### Given exercise A
From the passage on the XDP packet processor, reproduce the stretch from "In Figure 7-1 you" through "we cover next." word for word.
### Given exercise B
According to the passage on the XDP packet processor, in which mode can XDP reserve the CPUs that will deal with each RX queue?
### Given exercise C
Name every component whose interaction points the passage on the XDP packet processor says are shown in Figure 7-1.

### Extracted text
The Packet Processor

The actor that makes it possible to execute BPF programs on XDP packets and that coordinates the interaction between them and the network stack is the XDP packet processor. The packet processor is the in-kernel component for XDP programs that processes packets on the receive (RX) queue directly as they are presented by the NIC. It ensures that packets are readable and writable and allows you to attach post-processing verdicts in the form of packet processor actions. Atomic program updates and new program loads to the packet processor can be done at runtime without any service interruption in terms of networking and associated traffic. While operating, XDP can be used in “busy polling” mode, allowing you to reserve the CPUs that will have to deal with each RX queue; this avoids context switches and allows immediate packet reactivity upon arrival regardless of IRQ affinities. The other mode XDP can be used in is the “interrupt driven” mode that, on the other hand, does not reserve the CPU but instructs an interrupt acting as an event medium to inform the CPU that it has to deal with a new event while still doing normal processing.

In Figure 7-1 you can see in the interaction points between RX/TX, applications, the packet processor, and the BPF programs applied to its packets.

Notice that there are a few squares with a string prepended by XDP_ in Figure 7-1. Those are the XDP result codes, which we cover next.

### Dataset content
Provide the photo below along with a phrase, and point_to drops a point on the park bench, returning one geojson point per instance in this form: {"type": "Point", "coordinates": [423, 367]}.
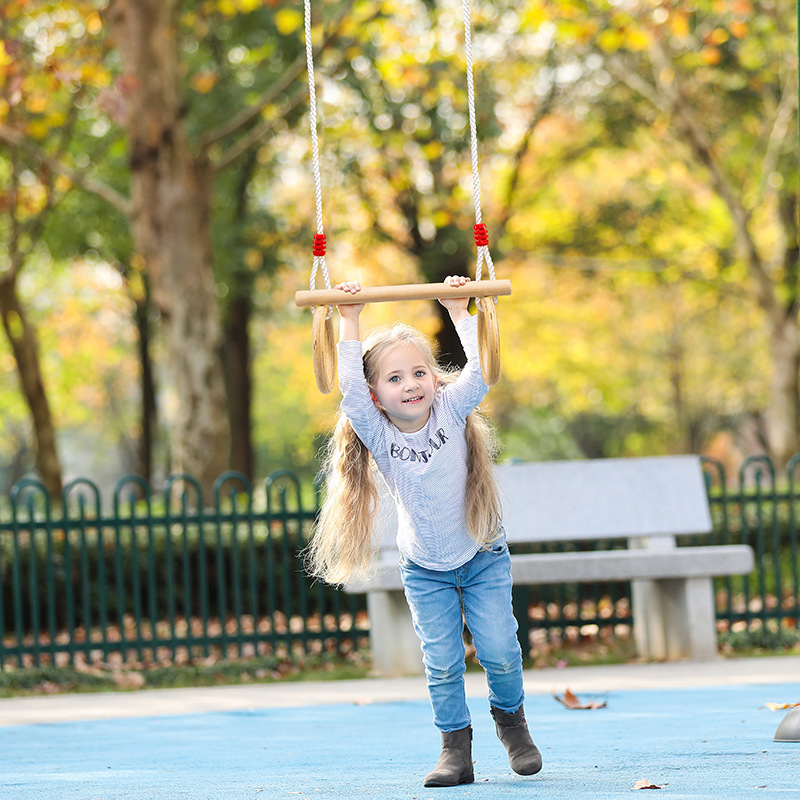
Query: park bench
{"type": "Point", "coordinates": [644, 502]}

### Right answer A
In Figure 7-1 you can see in the interaction points between RX/TX, applications, the packet processor, and the BPF programs applied to its packets.

Notice that there are a few squares with a string prepended by XDP_ in Figure 7-1. Those are the XDP result codes, which we cover next.

### Right answer B
In the "busy polling" mode.

### Right answer C
- RX/TX
- applications
- the packet processor
- the BPF programs applied to its packets